Exercise brief
Exact output of all the records is required.

Stored data entries:
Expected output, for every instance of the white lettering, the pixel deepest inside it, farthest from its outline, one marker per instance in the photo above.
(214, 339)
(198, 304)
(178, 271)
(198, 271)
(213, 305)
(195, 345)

Task solution
Expected output, for every instance of the white lettering, the pixel deepest inside it, farthest from its outline, one marker per instance in the photo above.
(214, 339)
(198, 304)
(178, 271)
(198, 271)
(213, 305)
(195, 345)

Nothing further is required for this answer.